● **課題 1**
気仙沼の人物プロフィールによると、山﨑風雅さんが2020年に漁師として加わったのはどこですか。
● **課題 2**
気仙沼の人物プロフィールを、最後の文の後から書き継いでください。

● **文書抜粋**
-----

>山﨑風雅さんプロフィール

山﨑風雅(やまざきふうが)

1995年生まれ、神奈川県出身。
大学在学時、NPOに参加し陸前高田に通うように。
2020年、気仙沼市本吉町にある日門定置網の漁師に。
現在、漁師になり3年目。

>伊藤誠さんプロフィール

伊藤誠(いとうまこと)

1985年生まれ、千葉県出身。
2014年、気仙沼でアフロ巧業を立ち上げる。
主に、気仙沼を中心に、戸建て住宅や飲食店、
コミュニティースペースなどの内装・外装の
デザインから施工までを手がける。
アフロ巧業のインスタグラムはこちら

>玉川千晴さんプロフィール

玉川千晴(たまかわちはる)

1985年生まれ、気仙沼市唐桑出身。
大学進学とともに東京に上京し、
2012年にUターン。
三陸新報に勤めたのち、
現在は気仙沼地域戦略に勤務。
玉川さんが担当する気仙沼市の観光情報を
発信するサイト気仙沼さ来てけらいん

>鈴木麻莉夏さんプロフィール

鈴木麻莉夏(すずきまりか)

1998年生まれ、気仙沼市出身。
中学2年生からSCK GIRLSとして活動をスタート。
高校を卒業後、民間企業での勤務を経て、

現在は気仙沼市役所観光課で勤務。
観光プロモーションや、
ホヤぼーやに関する仕事を担当。
SCK GIRLSとしても活動し、現在は3代目リーダー。

-----

● **元データ**
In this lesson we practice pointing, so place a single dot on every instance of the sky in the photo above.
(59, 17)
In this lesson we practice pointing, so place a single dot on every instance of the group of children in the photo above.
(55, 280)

-----

● **解答 1**
気仙沼市本吉町にある日門定置網です。

● **解答 2**
>丹治和也さんプロフィール

丹治和也(たんじかずや)

1987年生まれ、新潟県出身。
大学院を卒業後、自動車メーカーに勤務。
ビール好きが高じてブリュワーに転身し、
香川県、新潟県などのブリュワリーを経て
2019年夏、気仙沼に移住し、
「BLACK TIDE BREWING」にジョインする。
現在は営業活動をメインに担当。

>加藤拓馬さんプロフィール

加藤拓馬(かとうたくま)

1989年生まれ、兵庫県出身。
2011年、東日本大震災を機に
気仙沼でボランティア活動に従事し、
2015年、一般社団法人まるオフィスを設立。
代表理事になる。教育事業を中心に、
移住支援や人材育成などの事業を手がけている。
2020年より、気仙沼市探究学習コーディネーターとして、
おもに中高生の学びを支援している。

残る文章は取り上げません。